> [Document excerpt]:
┌──
While the end-use application of a component dictates its heat treatment, as heat treaters we know that we must achieve a delicate balance between the properties of strength and ductility. Nowhere is this fine line more evident than in the tempering process where precise control of time and temperature are critical to help produce a part with optimized microstructure and mechanical properties.
Essentially, tempering is the modification of this newly formed microstructure toward equilibrium. Almost all steels that are subjected to any type of hardening process are tempered. A temper is a subcritical heat treatment that alters the microstructure and properties. In general, tempering lowers strength and hardness while improving ductility and toughness of the as-quenched martensite. However, this is not always the case. Let's learn more.

Fig. 1. Effect of temperature on impact toughness[5]
What is Temper Embrittlement?
In general, embrittlement is a reduction in the normal toughness of steel due to a microstructural change and chemical effects. Temper embrittlement is a phenomenon inherent in many steels, characterized by reduced impact toughness. It occurs in certain quenched and tempered steels and even in ductile irons with susceptible compositions. This form of embrittlement does not affect room-temperature tensile properties but causes significant reductions in impact toughness and fatigue performance. Although normally associated with tempered martensite, temper embrittlement can also occur if the matrix is tempered to the fully ferritic condition.
└──
> [Items]:
┌──
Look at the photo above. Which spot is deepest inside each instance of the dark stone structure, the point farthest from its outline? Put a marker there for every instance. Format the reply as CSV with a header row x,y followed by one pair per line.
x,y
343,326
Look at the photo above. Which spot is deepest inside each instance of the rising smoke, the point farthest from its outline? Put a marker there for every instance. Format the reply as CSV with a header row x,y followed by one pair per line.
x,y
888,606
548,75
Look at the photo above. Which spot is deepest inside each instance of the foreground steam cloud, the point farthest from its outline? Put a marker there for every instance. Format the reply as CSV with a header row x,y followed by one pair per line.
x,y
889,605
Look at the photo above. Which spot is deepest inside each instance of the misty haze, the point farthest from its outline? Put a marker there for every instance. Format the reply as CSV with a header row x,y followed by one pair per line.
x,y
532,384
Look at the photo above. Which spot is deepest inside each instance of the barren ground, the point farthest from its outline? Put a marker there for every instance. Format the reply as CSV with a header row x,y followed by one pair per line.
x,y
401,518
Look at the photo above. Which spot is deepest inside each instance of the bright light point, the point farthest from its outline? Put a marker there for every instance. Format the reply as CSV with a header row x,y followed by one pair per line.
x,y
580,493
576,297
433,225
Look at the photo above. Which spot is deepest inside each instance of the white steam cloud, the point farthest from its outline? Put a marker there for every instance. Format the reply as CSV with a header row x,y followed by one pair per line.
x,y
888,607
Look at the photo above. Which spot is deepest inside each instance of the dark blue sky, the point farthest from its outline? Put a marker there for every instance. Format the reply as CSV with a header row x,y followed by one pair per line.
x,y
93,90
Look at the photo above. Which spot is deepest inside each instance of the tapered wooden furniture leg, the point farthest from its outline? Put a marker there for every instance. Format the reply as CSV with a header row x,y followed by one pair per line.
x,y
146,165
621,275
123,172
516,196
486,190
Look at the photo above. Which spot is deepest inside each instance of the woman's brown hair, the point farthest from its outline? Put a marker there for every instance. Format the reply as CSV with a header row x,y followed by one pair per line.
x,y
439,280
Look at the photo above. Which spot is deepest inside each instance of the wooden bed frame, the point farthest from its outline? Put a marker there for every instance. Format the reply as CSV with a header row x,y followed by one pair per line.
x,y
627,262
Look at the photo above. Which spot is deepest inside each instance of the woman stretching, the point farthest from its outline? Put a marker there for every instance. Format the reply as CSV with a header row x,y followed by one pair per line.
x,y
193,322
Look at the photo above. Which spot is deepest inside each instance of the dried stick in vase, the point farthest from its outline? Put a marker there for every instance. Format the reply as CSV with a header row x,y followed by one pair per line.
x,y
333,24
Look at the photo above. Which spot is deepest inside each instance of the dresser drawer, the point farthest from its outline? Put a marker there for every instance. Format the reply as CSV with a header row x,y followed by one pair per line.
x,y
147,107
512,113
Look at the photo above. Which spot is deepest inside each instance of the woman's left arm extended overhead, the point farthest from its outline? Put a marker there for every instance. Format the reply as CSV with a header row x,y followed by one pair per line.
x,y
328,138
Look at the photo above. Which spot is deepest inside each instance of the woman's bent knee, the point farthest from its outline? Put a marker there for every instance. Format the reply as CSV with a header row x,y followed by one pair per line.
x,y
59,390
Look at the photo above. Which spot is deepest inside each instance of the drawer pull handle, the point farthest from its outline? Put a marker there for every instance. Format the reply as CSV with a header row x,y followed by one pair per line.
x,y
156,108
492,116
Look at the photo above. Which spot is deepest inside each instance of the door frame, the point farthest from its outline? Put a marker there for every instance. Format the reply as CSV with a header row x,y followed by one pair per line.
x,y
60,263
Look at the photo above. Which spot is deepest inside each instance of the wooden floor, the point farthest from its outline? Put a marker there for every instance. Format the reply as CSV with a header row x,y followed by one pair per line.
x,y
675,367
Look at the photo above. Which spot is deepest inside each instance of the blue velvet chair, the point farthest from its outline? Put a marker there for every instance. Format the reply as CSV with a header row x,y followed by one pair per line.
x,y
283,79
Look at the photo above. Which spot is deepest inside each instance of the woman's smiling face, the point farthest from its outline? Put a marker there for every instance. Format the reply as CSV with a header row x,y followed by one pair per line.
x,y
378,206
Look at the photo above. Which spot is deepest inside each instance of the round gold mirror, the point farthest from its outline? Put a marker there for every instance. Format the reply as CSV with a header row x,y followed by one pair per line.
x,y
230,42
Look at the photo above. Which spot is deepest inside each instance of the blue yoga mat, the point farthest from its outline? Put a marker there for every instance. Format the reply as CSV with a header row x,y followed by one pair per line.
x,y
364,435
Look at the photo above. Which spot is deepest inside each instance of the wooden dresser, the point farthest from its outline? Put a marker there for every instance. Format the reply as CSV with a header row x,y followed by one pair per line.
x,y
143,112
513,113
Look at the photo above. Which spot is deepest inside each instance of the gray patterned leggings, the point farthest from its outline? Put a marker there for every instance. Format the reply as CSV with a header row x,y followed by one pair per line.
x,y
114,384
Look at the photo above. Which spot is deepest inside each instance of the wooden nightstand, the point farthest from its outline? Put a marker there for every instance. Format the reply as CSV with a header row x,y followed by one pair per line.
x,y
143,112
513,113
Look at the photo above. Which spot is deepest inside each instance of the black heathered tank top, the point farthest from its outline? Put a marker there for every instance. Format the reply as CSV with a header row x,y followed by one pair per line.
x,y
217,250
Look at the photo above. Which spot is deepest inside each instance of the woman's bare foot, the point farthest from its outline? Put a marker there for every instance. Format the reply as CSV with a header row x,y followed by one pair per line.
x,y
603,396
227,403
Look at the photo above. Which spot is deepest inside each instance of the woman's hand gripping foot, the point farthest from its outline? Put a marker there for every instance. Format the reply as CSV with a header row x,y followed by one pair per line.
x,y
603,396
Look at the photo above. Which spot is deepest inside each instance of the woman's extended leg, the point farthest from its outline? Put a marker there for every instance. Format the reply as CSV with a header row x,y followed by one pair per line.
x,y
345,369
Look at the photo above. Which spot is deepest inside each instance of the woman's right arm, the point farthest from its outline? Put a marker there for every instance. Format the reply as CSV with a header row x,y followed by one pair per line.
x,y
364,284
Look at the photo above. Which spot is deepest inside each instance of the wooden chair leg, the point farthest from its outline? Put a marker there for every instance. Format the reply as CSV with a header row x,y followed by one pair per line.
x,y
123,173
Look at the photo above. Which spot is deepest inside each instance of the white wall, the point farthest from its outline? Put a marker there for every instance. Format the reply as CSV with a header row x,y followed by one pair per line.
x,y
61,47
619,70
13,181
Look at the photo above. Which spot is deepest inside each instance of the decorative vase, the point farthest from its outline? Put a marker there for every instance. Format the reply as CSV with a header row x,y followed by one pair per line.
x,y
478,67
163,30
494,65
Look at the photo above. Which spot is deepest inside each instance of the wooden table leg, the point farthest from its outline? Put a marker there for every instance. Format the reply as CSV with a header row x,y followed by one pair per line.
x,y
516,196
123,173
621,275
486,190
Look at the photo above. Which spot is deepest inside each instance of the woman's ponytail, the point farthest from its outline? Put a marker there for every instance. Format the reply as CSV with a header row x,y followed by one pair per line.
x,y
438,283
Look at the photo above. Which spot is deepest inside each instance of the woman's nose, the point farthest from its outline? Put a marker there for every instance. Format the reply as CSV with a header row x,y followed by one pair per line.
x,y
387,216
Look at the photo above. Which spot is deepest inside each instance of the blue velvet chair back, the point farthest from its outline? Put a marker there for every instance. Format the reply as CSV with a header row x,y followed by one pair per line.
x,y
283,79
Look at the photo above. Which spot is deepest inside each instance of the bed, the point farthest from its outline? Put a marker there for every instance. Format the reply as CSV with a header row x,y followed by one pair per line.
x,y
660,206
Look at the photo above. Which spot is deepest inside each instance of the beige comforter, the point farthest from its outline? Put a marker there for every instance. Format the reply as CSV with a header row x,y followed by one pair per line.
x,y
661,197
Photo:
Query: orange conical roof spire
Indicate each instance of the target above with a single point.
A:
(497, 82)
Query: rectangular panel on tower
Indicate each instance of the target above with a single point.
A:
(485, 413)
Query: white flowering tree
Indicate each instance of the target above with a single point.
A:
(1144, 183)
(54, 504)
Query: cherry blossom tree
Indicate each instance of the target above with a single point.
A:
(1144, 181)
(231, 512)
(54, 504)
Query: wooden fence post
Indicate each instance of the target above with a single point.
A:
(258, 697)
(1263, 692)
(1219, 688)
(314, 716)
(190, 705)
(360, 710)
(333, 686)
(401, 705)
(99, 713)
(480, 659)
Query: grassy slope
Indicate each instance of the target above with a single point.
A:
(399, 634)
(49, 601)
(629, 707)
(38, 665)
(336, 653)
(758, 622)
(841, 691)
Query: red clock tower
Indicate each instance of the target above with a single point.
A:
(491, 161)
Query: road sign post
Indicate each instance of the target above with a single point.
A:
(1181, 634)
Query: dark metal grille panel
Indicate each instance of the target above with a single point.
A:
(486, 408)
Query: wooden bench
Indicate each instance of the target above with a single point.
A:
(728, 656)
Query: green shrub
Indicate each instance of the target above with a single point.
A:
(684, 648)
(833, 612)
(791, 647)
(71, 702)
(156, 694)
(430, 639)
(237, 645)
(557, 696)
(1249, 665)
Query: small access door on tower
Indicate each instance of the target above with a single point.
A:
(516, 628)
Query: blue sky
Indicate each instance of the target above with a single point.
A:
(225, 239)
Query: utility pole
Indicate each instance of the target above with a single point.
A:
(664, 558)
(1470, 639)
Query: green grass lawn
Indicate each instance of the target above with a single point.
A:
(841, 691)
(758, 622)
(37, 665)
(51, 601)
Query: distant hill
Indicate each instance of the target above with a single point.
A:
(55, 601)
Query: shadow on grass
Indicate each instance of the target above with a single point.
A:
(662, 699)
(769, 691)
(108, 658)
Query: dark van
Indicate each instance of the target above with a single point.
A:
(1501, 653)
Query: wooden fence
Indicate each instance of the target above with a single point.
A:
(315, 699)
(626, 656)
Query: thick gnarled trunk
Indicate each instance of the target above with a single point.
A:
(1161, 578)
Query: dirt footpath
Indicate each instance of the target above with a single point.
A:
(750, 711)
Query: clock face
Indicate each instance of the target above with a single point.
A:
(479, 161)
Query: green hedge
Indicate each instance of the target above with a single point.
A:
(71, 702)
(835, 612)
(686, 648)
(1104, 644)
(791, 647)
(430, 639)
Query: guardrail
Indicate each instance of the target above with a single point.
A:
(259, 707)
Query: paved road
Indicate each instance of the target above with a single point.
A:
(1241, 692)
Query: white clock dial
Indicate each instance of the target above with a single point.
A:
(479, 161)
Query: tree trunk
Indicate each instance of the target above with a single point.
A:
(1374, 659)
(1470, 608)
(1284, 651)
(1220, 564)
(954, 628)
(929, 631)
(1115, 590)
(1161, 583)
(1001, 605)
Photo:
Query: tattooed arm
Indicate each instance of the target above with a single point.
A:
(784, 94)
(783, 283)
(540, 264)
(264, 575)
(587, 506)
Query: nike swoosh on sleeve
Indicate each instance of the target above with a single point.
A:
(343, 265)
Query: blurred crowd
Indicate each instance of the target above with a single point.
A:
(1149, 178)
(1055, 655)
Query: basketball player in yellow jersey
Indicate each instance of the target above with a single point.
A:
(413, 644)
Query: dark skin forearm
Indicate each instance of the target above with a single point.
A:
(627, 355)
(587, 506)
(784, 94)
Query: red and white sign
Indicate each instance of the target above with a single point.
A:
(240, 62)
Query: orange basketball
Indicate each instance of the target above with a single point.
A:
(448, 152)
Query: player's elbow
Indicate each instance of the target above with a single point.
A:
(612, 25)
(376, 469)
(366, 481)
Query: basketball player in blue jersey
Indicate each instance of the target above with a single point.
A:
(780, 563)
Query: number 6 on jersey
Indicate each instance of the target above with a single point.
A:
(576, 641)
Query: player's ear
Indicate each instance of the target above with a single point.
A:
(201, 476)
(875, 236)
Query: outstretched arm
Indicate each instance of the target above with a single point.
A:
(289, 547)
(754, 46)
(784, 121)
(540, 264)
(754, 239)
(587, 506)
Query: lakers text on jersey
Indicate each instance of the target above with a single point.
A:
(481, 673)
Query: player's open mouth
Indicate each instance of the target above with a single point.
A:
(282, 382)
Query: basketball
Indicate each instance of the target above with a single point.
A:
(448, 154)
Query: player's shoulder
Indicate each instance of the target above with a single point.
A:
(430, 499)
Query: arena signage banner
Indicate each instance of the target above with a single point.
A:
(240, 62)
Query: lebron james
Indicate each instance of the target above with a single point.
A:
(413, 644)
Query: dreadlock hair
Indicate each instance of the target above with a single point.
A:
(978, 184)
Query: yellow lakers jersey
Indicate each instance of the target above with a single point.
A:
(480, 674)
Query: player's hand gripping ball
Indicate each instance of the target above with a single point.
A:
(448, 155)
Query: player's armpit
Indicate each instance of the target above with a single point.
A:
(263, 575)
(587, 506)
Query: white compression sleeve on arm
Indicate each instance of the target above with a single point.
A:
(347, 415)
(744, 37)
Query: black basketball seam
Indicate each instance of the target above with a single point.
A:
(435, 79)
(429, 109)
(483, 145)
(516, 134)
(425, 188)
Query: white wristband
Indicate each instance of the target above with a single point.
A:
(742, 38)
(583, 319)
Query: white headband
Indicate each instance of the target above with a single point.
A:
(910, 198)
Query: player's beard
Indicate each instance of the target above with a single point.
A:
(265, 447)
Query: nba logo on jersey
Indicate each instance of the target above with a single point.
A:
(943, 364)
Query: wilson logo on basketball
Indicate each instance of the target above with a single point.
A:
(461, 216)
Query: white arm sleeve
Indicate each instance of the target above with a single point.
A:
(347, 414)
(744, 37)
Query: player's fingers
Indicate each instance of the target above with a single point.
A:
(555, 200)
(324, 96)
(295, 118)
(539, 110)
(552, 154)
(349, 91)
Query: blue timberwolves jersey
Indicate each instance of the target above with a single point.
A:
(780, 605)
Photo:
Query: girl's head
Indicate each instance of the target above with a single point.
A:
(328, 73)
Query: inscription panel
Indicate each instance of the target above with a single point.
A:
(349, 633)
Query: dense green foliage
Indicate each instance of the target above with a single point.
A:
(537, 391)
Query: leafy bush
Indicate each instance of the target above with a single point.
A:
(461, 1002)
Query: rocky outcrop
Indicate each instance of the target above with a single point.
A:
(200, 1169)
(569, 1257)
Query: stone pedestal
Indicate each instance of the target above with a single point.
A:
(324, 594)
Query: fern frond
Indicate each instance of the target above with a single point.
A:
└──
> [Written task]:
Reproduce everything in the passage on tempering from "Essentially, tempering is" down to "is Temper Embrittlement?", substituting "metallic structure" for each occurrence of "microstructure".

> [Written answer]:
Essentially, tempering is the modification of this newly formed metallic structure toward equilibrium. Almost all steels that are subjected to any type of hardening process are tempered. A temper is a subcritical heat treatment that alters the metallic structure and properties. In general, tempering lowers strength and hardness while improving ductility and toughness of the as-quenched martensite. However, this is not always the case. Let's learn more.

Fig. 1. Effect of temperature on impact toughness[5]
What is Temper Embrittlement?